**MATERIAL SUPPLIED:**
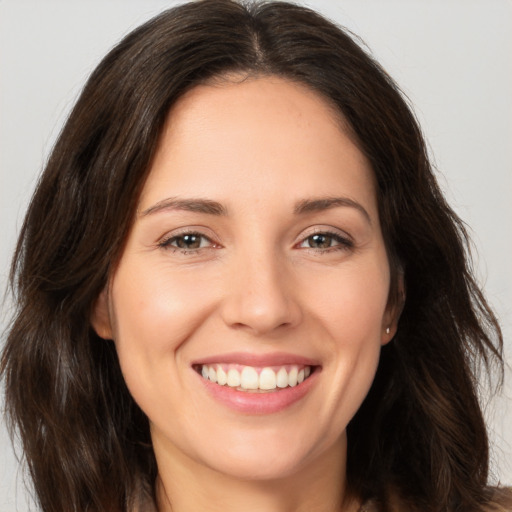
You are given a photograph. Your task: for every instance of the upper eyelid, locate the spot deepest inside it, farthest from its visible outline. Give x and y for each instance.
(166, 239)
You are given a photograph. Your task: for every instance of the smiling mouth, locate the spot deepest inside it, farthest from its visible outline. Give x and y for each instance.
(252, 379)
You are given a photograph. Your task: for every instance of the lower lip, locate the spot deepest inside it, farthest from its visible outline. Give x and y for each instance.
(259, 403)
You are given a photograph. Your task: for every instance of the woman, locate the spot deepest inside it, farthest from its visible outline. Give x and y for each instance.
(239, 285)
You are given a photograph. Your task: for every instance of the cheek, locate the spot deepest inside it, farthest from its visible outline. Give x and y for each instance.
(155, 309)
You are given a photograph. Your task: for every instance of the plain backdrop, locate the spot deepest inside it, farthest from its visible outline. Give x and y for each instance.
(453, 59)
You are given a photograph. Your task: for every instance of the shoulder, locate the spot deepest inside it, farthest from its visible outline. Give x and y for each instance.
(500, 500)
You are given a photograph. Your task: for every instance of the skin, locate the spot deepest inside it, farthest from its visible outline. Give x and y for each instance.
(258, 284)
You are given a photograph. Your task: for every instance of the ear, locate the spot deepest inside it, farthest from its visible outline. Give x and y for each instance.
(100, 316)
(393, 312)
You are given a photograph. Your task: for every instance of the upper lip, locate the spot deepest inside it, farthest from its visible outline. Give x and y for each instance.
(257, 360)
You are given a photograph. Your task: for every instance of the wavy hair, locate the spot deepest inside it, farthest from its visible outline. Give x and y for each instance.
(419, 434)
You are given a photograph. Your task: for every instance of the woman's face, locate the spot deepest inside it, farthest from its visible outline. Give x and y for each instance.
(256, 260)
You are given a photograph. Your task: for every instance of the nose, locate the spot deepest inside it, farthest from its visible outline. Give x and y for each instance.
(261, 296)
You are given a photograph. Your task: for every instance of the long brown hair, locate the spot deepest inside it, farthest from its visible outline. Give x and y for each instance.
(420, 432)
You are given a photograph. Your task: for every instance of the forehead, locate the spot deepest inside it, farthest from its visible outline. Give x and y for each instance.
(257, 138)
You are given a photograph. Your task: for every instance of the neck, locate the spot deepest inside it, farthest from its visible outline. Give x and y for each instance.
(184, 485)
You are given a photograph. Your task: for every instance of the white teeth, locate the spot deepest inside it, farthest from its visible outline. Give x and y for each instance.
(292, 376)
(268, 379)
(222, 378)
(248, 378)
(233, 378)
(282, 378)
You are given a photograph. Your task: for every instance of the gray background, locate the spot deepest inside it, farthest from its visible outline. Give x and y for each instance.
(451, 57)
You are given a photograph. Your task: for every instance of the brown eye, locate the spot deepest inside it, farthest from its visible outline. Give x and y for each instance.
(188, 241)
(320, 241)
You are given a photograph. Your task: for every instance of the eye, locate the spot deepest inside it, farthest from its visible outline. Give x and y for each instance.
(188, 242)
(326, 240)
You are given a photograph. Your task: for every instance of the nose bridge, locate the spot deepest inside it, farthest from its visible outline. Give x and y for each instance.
(260, 295)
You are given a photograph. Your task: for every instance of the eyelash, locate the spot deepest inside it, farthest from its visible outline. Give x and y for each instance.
(344, 243)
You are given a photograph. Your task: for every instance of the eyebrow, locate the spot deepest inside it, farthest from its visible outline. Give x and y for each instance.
(190, 205)
(325, 203)
(211, 207)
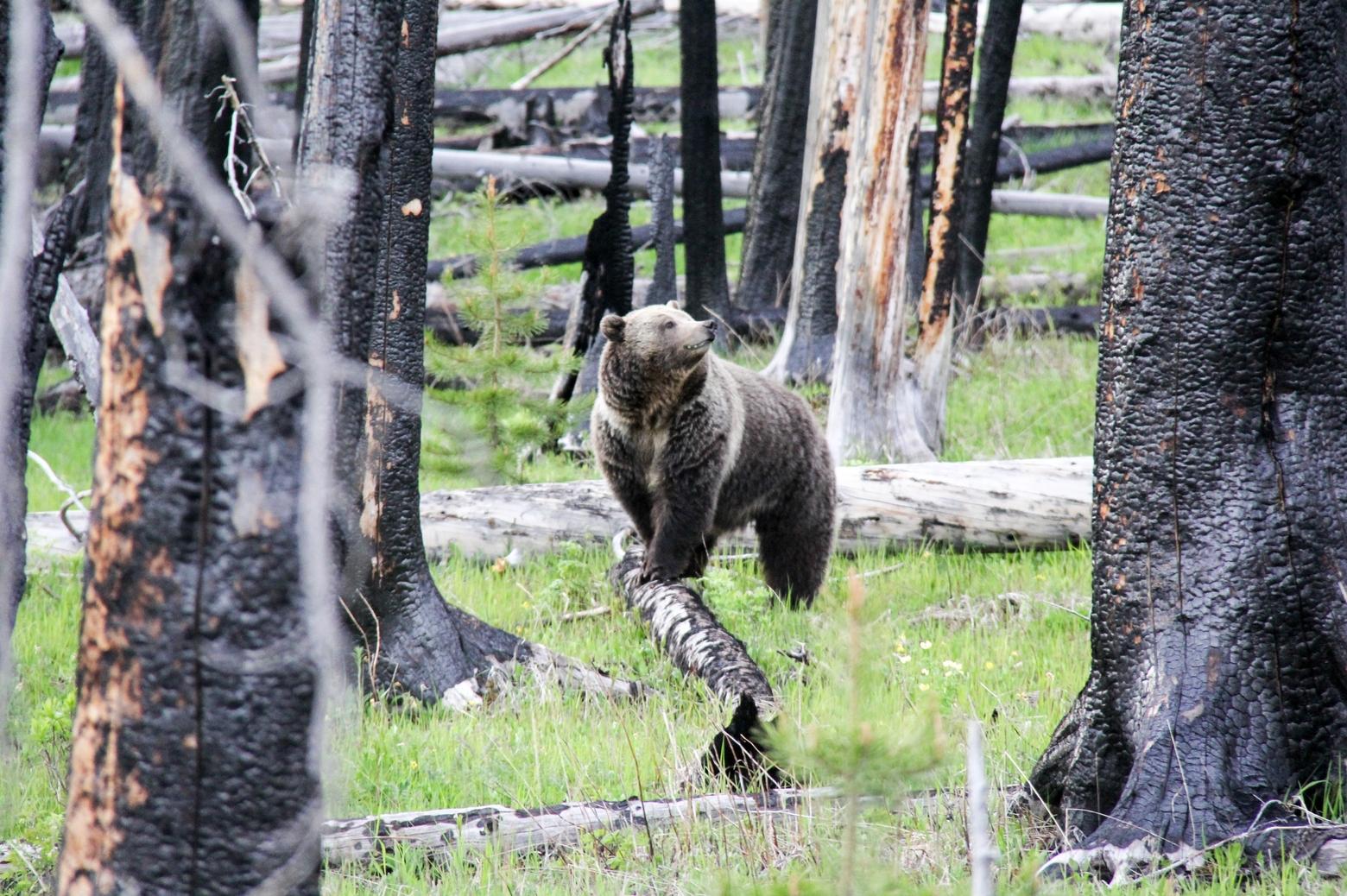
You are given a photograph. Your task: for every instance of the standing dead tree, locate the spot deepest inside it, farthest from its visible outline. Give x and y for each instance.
(707, 286)
(1219, 629)
(608, 267)
(367, 131)
(23, 282)
(194, 636)
(873, 410)
(768, 254)
(806, 350)
(995, 62)
(936, 319)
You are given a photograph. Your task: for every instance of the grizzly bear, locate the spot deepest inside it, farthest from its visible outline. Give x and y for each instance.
(695, 446)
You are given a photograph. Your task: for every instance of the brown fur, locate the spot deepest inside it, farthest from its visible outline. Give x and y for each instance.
(695, 446)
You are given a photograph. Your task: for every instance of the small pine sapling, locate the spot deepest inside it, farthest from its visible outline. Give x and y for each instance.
(498, 386)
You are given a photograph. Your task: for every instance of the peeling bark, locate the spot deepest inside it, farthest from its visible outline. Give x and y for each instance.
(372, 274)
(1217, 684)
(768, 254)
(189, 675)
(805, 353)
(692, 636)
(870, 413)
(935, 312)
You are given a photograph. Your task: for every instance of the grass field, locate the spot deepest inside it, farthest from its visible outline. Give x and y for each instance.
(945, 636)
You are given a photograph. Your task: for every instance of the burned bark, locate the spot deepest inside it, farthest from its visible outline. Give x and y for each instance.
(1218, 639)
(707, 283)
(414, 639)
(872, 411)
(664, 286)
(368, 115)
(30, 302)
(189, 675)
(608, 267)
(779, 158)
(805, 353)
(930, 376)
(995, 64)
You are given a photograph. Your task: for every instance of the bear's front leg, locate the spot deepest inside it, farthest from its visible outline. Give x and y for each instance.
(685, 511)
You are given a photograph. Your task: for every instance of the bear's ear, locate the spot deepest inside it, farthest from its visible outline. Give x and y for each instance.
(613, 328)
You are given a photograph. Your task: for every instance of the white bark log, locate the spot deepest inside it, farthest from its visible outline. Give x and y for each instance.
(692, 636)
(973, 504)
(449, 830)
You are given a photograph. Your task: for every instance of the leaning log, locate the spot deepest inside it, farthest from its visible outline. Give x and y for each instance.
(690, 634)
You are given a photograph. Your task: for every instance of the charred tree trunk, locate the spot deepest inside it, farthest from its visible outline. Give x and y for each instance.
(189, 674)
(372, 271)
(805, 353)
(872, 411)
(23, 282)
(707, 286)
(935, 312)
(995, 64)
(1219, 631)
(608, 267)
(779, 158)
(664, 286)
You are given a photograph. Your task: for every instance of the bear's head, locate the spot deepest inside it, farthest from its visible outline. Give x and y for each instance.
(652, 355)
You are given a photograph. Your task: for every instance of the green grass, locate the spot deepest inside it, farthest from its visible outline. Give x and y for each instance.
(945, 636)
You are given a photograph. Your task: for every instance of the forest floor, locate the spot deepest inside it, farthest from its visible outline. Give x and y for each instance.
(1002, 638)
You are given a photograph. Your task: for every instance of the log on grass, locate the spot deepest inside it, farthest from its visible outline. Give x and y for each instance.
(446, 831)
(995, 506)
(690, 634)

**PROBLEM:** Return every record exactly, minus the pictures.

**RESULT FOR THIS EXERCISE:**
You are given a photograph. Your task: for every instance of the upper eyelid, locate the spot deepest inside it, farthest from its visible outline. Give x and y for each instance.
(166, 239)
You are given a photograph. Your task: for every instance of the smiling mouth, locate the spot deepest inside it, farthest from its visible outline. Give x and y for each instance.
(252, 379)
You are given a photograph. Your task: for every instance of the lower lip, locate the spot deepest inside it, farthest from its visible outline. Give x and y for each instance.
(259, 403)
You are given a photograph. Your task: for every instance of the woman, locate the spot deepest inside it, farthest from its visible outline. Give x and y for each instance.
(239, 285)
You are given a photograph. Your task: for every instance of the cheek, locate the spot deepest inside it, farthest from its visible outline. Give x and y for each instance.
(155, 309)
You are given a photograph. Your task: for every instance of the plain backdrop, locate the spot deepest inside it, farthest from its visible outline. Give x and y for each instance.
(453, 59)
You are given a photograph. Your task: for every instance of the shoulder, locate the spot deepest inside it, farthest from its visible outline. Give x and y for each instance.
(500, 500)
You are given a photograph. Your task: for every instance of the skin, locate the spot deepest inside it, farthest from its visible outline. Give x and y for each instance.
(258, 284)
You are given a photograph. Your task: for every instance of the ear, locate the spot deepest inside it, farthest from its visible outline. Give x and y for each instance.
(100, 316)
(393, 312)
You are given a photograph. Your task: for every instance of the upper lip, locate the spot deepest inside it, farthest from its visible outline. Give x and y for each instance.
(257, 360)
You are given a photograph. Your task: for every instance of the wavy hair, locate the spot deepest inside it, farthest from its visible outline. Give x and y for each instance.
(419, 434)
You are given a photograph. Your task: for every instance of the woman's face, locate the spot deepest inside it, farthest from its visible outline. Give x and y for each instance.
(256, 260)
You are given a photograph. Your task: for every instance of the nose, locate the spot deepest inside it, farthest from its visible outline. Give x and y for each instance.
(261, 296)
You are given a photograph. Your task: for every instance of the long brown hair, locate the spot deepest inside it, farthest from its visible outline. Give x and y for each instance.
(420, 432)
You are given a photograph. Your task: for every instance of the forehead, locate the spot deepest inside it, farthest from its visible outline. Give x and y for each instance.
(257, 138)
You are given a photograph. Your task: for every instance of the neck, locate the spot deepest inside it, farthest from its visible outline. Give x and y for each instance.
(184, 485)
You are given a photograph. Your task: for every instance of the white teeth, locate the spot deepest inside it, farthest from its visible outline. Give x and y for each instance.
(292, 376)
(268, 379)
(222, 378)
(248, 378)
(233, 378)
(282, 378)
You are given a photograph. Your task: for every instance of the gray background, locate the spot deepest inside it, farthest from its visible outline. Give x and y for each instance.
(451, 57)
You are given a photograph. Your task: for every instance of the brown eye, locate the spot deepest inside it, farthest from its visible outline. Give x and y for each instance.
(188, 241)
(320, 241)
You are given a photograph. Your task: for every instance of the eye, locate the spot deepest inside it, farthest from its visible outline. Give x and y for each instance.
(188, 242)
(326, 240)
You are given a photograph. Your task: for every instance of the nose bridge, locate the spot deepest inside it, farthest from its visible outline. Give x and y for each instance.
(260, 295)
You are given a photograph. Your task: for every instance of the eyelash, locate the spot deepest inside it, farthest from its visible outline. Give x and y for each instance.
(344, 243)
You are given a photograph. Your task: for every instance of the eyebrow, locate the spot deepest inside it, farthest from its visible outline. Give x and y for each instance.
(190, 205)
(325, 203)
(211, 207)
You are given a photograph. Your task: for every instance of the standing dead tree, locate the spot deepest inside it, farthest from its visible outline. Give x and y for each instance.
(707, 286)
(1219, 629)
(608, 267)
(367, 131)
(23, 282)
(194, 636)
(873, 410)
(768, 254)
(806, 350)
(995, 62)
(936, 319)
You are given a photograph. Your task: for every instance of the grizzly bear, locate the spot deepest inside it, farthest from its visible outline. Give x and y for each instance.
(695, 446)
You are given a photograph. Your task: for every instance of the brown fur, locate the spot deepest inside it, farthest from its visible outline. Give x and y for each instance.
(695, 446)
You are given a photograph. Your task: for every instance of the small pine sapling, locate the spot deepest inside it, farthest from its visible outline. Give x and y for each instance.
(498, 386)
You are given a photograph. Your task: for every instance of the peeling bark, locate the spot deepest inside it, farthest from its visible outline. Give x and y for each instance.
(372, 274)
(1217, 684)
(768, 254)
(189, 675)
(805, 353)
(692, 636)
(870, 413)
(935, 312)
You are given a photograph. Your task: for every instance of the grass field, locate the spot deepest inside it, farthest from its visible outline. Give x and y for each instance.
(945, 636)
You are given a photograph. Your task: for every instance of the burned bark, locate the spot deepest inside it, farthest from its visible outline. Give x and y for each instance.
(1218, 639)
(707, 283)
(414, 639)
(872, 411)
(664, 286)
(368, 115)
(30, 302)
(189, 675)
(608, 267)
(779, 158)
(805, 353)
(930, 376)
(995, 64)
You are given a photograph. Your task: for every instance of the bear's front leg, locate the spot deepest inside it, farthest from its visible outline. Give x and y for each instance.
(685, 511)
You are given a photograph. Your task: for every instance of the bear's ear, locate the spot deepest inside it, farthest from its visible outline. Give x and y for each instance.
(613, 328)
You are given a photograph. Your task: for every instance of the white bark log, locate the spot deepest inside it, farthest from its visible outline. Give x and y for each instance.
(692, 636)
(973, 504)
(449, 830)
You are given a photograph. Your task: for every instance of the leaning log, locate the spot deepest inside it, farthest from its visible outline. Give x and y for each instance.
(690, 634)
You are given a photograph. Your task: for every instance of the charred tree trunk, locate the spot deepest inside it, farthest from its visible outline. Give x and y for each instance.
(189, 674)
(372, 271)
(805, 353)
(872, 411)
(23, 282)
(707, 286)
(935, 312)
(995, 64)
(1219, 631)
(608, 267)
(779, 158)
(664, 286)
You are given a photograph. Your task: for every instance of the bear's head, locate the spot deepest inside it, farthest from its visible outline. Give x and y for each instance.
(652, 355)
You are given a photograph. Your task: for every instance of the green grass, locate the spot deepest inside it, farthest from its visible outline. Give x and y for each instance.
(945, 636)
You are given a photograph. Your task: for every instance of the forest floor, locate the spot deepest inside it, farthest from its visible outline. Give x and y for each instance.
(1002, 638)
You are given a photograph. Your task: for every instance of the log on grass, locate the spot deepest inside it, farthest from its visible outline. Give x and y for each instance.
(446, 831)
(995, 506)
(690, 634)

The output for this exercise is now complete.